[Entries from a dataset]
▼▼▼

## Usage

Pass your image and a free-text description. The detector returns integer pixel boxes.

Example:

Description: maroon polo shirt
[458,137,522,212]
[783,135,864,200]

▲▲▲

SET TASK: Render every line of the data above as a numbered list, omitting blank lines.

SOLUTION TO THIS PROBLEM:
1. ## Usage
2. Pass your image and a free-text description. The detector returns integer pixel boxes.
3. Example:
4. Description: maroon polo shirt
5. [458,137,522,212]
6. [783,135,864,200]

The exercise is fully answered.